Ni que decir tiene el alivio que muchos de nosotros sentimos al descubrir que
había acabado el tiempo en que los obreros no tenían nada que perder, excepto
sus cadenas, porque, pudiendo perder el televisor, la nevera, la pequeña
cilindrada y el poder ver a muchas velinas
todas las noches, ya votaban a Berlusconi y a Bossi -desviando su propia
indignación de los capitalistas a los extracomunitarios. El comportamiento de
los proletarios de antaño se había convertido en el típico del subproletariado.
¡Por fin –se exclamó-, ya no tenemos que hacernos cargo de la clase obrera!
¿Que son más pobres ahora que hace algunos años? Ellos son los que han
preferido las rondas a los sindicatos. Libres del chantaje de la clase obrera,
ahora escribiremos no sólo sobre Dante, sino inclusive sobre Burchiello y,
como el protagonista de 'A rebours', pondremos sobre nuestra alfombra persa
una tortuga con el caparazón incrustado de rubíes, turquesas, aguamarinas y
crisoberilos verde espárrago.

+++

¿Puedes transcribir literalmente del texto sobre la clase obrera el tramo que va desde "Ni que decir" hasta "típico del subproletariado."? Las entradas no guardan relación alguna con el texto.

■ Datos extraídos
+++

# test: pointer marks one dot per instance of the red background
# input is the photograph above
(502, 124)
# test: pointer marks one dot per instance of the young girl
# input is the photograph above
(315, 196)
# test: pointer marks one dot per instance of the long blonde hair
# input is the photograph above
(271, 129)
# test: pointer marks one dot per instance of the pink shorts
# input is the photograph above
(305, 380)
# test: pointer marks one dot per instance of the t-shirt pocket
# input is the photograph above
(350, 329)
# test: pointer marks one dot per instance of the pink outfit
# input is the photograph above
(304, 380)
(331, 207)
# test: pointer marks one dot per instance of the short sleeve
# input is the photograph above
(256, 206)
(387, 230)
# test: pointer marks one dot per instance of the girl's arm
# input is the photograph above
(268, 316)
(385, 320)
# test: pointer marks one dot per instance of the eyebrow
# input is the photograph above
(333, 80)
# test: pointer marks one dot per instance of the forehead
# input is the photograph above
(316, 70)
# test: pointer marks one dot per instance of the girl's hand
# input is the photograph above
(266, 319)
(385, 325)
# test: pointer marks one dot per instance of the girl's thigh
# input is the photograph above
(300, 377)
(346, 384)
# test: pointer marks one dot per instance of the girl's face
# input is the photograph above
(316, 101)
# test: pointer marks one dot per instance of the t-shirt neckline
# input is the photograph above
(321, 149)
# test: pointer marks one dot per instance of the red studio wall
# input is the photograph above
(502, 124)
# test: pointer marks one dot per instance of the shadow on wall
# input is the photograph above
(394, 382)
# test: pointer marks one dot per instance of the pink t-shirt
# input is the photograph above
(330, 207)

+++

■ Respuesta
Ni que decir tiene el alivio que muchos de nosotros sentimos al descubrir que
había acabado el tiempo en que los obreros no tenían nada que perder, excepto
sus cadenas, porque, pudiendo perder el televisor, la nevera, la pequeña
cilindrada y el poder ver a muchas velinas
todas las noches, ya votaban a Berlusconi y a Bossi -desviando su propia
indignación de los capitalistas a los extracomunitarios. El comportamiento de
los proletarios de antaño se había convertido en el típico del subproletariado.